▸ **Prompt 1**
Copy the polynomial regression excerpt word for word.

▸ **Excerpted text**
Consider some function, $\mathcal{M}: \mathbb{R^n} → \mathbb{R}$, let $\mathcal{M}_n \in \mathcal{P}_n = \{p \in \mathbb{F}[x] \text{ | deg(p) = n} \}$

Then there exists some $(a_0, a_1, \dots, a_n), \text{ where } a_i \in \mathbb{R}$.

That define $\mathcal{M}_n = a_0 + a_1x + a_2x^2 + \dots a_nx^n$

For each model, let's define some mean error squared function.

Given some sample data, define $\text{MSE: } \mathbb{R}^k \times \mathcal{P}_n → \mathbb{R}$

Where $\text{MSE}((x_i, y_i)^n_{i = 1}, \mathcal{M}_n) =  \frac{1}{n} \sum_{i=1}^n (y_i - \mathcal{M}_n(x_i))^2$

For a specific set of data, $\text{MSE}(a_0, a_1, a_2, \dots, a_n )$

We can caluclate $∇\text{MSE}$,  $\text{MSE}_{a_j} = -\frac{2}{n} \sum_{i=1}^n x_i^j \left(y_i - \sum_{k=1}^m a_k x_i^k \right)$

Then we can write write a gradient descent function to find locally minimal values of $a_0, ..., a_n$

In [None]:
import numpy as np

def polynomial(coefficients, input):
  sum = 0

  for i in range(len(coefficients)):
    sum += coefficients[i] * (input ** i)

  return sum

def MSE(points, coefficients):

  n = len(points)
  sum = 0

  for i in range(len(points)):
    sum += (points[i][1] - polynomial(coefficients, points[i][0])) ** 2

  return 1/n * sum

def negative_gradient_polynomial(points, coefficients):

  grad = []

  for j in range(len(coefficients)):
    sum = 0
    for i in range(len(points)):
      sum += (points[i][0] ** j) * (points[i][1] - polynomial(coefficients, points[i][0]))

▸ **Prompt 2**
Turn the rows into a numbered list, starting at the first row and continuing up to and including the line that contains "(855, 1253)". Leave out any blank lines.

Point labeling examples
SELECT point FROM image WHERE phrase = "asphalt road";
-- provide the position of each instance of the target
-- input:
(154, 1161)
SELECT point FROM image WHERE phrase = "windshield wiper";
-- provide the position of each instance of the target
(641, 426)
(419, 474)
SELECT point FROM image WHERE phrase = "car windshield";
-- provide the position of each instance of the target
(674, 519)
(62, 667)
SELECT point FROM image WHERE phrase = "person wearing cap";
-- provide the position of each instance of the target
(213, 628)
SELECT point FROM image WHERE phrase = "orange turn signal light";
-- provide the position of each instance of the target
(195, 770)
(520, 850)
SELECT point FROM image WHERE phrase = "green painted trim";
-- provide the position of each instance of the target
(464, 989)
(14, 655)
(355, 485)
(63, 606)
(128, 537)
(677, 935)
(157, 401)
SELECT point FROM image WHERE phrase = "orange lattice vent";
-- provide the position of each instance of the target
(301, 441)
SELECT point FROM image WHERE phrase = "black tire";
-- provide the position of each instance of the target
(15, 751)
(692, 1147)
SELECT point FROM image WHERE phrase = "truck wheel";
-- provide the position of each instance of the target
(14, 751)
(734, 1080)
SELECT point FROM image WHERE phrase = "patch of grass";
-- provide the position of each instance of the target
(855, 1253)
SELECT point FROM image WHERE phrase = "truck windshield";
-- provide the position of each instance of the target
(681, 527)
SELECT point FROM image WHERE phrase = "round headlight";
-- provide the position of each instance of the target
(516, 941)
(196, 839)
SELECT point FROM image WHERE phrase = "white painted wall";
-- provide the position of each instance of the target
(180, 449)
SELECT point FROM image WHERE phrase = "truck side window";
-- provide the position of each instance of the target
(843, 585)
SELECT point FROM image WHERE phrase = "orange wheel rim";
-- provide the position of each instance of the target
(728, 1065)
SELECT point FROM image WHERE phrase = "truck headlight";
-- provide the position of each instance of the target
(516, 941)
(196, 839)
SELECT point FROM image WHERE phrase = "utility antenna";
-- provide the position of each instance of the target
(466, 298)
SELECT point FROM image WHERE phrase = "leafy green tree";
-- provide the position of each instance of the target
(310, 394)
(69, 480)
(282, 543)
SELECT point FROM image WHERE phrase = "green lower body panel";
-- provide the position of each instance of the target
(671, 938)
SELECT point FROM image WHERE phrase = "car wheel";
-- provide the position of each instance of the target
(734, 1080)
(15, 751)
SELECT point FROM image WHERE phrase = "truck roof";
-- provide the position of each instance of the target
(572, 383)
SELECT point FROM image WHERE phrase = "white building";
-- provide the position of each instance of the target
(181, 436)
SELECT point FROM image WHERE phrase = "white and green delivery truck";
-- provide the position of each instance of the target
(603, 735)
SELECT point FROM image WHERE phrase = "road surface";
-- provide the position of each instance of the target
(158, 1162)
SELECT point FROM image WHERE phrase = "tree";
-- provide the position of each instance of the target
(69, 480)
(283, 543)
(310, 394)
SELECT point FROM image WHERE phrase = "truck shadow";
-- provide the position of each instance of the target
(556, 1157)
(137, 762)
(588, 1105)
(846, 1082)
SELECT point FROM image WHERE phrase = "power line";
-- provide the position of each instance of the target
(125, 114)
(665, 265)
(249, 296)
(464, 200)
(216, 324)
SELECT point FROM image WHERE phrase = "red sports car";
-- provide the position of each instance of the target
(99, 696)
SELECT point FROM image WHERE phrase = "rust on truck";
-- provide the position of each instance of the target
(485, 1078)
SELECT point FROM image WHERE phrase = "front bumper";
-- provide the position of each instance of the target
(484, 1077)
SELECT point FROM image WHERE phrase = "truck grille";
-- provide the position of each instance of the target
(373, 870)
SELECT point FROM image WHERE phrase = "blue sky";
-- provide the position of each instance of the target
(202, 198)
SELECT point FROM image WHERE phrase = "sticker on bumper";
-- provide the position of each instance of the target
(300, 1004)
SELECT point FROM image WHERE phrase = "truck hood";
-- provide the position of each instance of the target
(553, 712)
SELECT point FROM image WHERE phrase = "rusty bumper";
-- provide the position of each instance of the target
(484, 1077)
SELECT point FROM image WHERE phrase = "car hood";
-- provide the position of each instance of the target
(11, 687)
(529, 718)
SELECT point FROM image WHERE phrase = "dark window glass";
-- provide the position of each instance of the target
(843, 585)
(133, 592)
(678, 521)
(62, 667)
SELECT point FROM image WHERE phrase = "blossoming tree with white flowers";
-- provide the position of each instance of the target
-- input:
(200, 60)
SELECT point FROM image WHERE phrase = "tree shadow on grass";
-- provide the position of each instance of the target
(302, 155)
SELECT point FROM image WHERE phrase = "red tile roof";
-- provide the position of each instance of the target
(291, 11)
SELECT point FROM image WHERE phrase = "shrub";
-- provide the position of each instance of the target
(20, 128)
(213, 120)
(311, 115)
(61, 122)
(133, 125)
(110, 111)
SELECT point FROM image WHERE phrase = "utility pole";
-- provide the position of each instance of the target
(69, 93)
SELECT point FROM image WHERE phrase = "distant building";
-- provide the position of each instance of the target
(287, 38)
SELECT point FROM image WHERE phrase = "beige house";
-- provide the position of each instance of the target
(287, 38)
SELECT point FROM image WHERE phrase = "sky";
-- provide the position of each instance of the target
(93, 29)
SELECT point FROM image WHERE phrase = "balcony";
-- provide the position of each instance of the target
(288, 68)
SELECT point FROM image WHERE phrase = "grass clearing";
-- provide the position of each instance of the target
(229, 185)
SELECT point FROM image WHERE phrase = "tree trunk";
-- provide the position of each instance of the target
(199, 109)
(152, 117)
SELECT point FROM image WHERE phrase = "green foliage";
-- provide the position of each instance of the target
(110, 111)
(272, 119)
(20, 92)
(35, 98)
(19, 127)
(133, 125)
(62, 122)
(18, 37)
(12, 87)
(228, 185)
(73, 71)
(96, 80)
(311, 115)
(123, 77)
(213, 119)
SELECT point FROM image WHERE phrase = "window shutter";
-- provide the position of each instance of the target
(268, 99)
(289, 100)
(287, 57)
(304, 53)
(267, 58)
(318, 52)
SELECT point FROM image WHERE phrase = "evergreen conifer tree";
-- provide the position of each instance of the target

▸ **Written solution 1**
Consider some function, $\mathcal{M}: \mathbb{R^n} → \mathbb{R}$, let $\mathcal{M}_n \in \mathcal{P}_n = \{p \in \mathbb{F}[x] \text{ | deg(p) = n} \}$

Then there exists some $(a_0, a_1, \dots, a_n), \text{ where } a_i \in \mathbb{R}$.

That define $\mathcal{M}_n = a_0 + a_1x + a_2x^2 + \dots a_nx^n$

For each model, let's define some mean error squared function.

Given some sample data, define $\text{MSE: } \mathbb{R}^k \times \mathcal{P}_n → \mathbb{R}$

Where $\text{MSE}((x_i, y_i)^n_{i = 1}, \mathcal{M}_n) =  \frac{1}{n} \sum_{i=1}^n (y_i - \mathcal{M}_n(x_i))^2$

For a specific set of data, $\text{MSE}(a_0, a_1, a_2, \dots, a_n )$

We can caluclate $∇\text{MSE}$,  $\text{MSE}_{a_j} = -\frac{2}{n} \sum_{i=1}^n x_i^j \left(y_i - \sum_{k=1}^m a_k x_i^k \right)$

Then we can write write a gradient descent function to find locally minimal values of $a_0, ..., a_n$

In [None]:
import numpy as np

def polynomial(coefficients, input):
  sum = 0

  for i in range(len(coefficients)):
    sum += coefficients[i] * (input ** i)

  return sum

def MSE(points, coefficients):

  n = len(points)
  sum = 0

  for i in range(len(points)):
    sum += (points[i][1] - polynomial(coefficients, points[i][0])) ** 2

  return 1/n * sum

def negative_gradient_polynomial(points, coefficients):

  grad = []

  for j in range(len(coefficients)):
    sum = 0
    for i in range(len(points)):
      sum += (points[i][0] ** j) * (points[i][1] - polynomial(coefficients, points[i][0]))

▸ **Written solution 2**
1. SELECT point FROM image WHERE phrase = "asphalt road";
2. -- provide the position of each instance of the target
3. -- input:
4. (154, 1161)
5. SELECT point FROM image WHERE phrase = "windshield wiper";
6. -- provide the position of each instance of the target
7. (641, 426)
8. (419, 474)
9. SELECT point FROM image WHERE phrase = "car windshield";
10. -- provide the position of each instance of the target
11. (674, 519)
12. (62, 667)
13. SELECT point FROM image WHERE phrase = "person wearing cap";
14. -- provide the position of each instance of the target
15. (213, 628)
16. SELECT point FROM image WHERE phrase = "orange turn signal light";
17. -- provide the position of each instance of the target
18. (195, 770)
19. (520, 850)
20. SELECT point FROM image WHERE phrase = "green painted trim";
21. -- provide the position of each instance of the target
22. (464, 989)
23. (14, 655)
24. (355, 485)
25. (63, 606)
26. (128, 537)
27. (677, 935)
28. (157, 401)
29. SELECT point FROM image WHERE phrase = "orange lattice vent";
30. -- provide the position of each instance of the target
31. (301, 441)
32. SELECT point FROM image WHERE phrase = "black tire";
33. -- provide the position of each instance of the target
34. (15, 751)
35. (692, 1147)
36. SELECT point FROM image WHERE phrase = "truck wheel";
37. -- provide the position of each instance of the target
38. (14, 751)
39. (734, 1080)
40. SELECT point FROM image WHERE phrase = "patch of grass";
41. -- provide the position of each instance of the target
42. (855, 1253)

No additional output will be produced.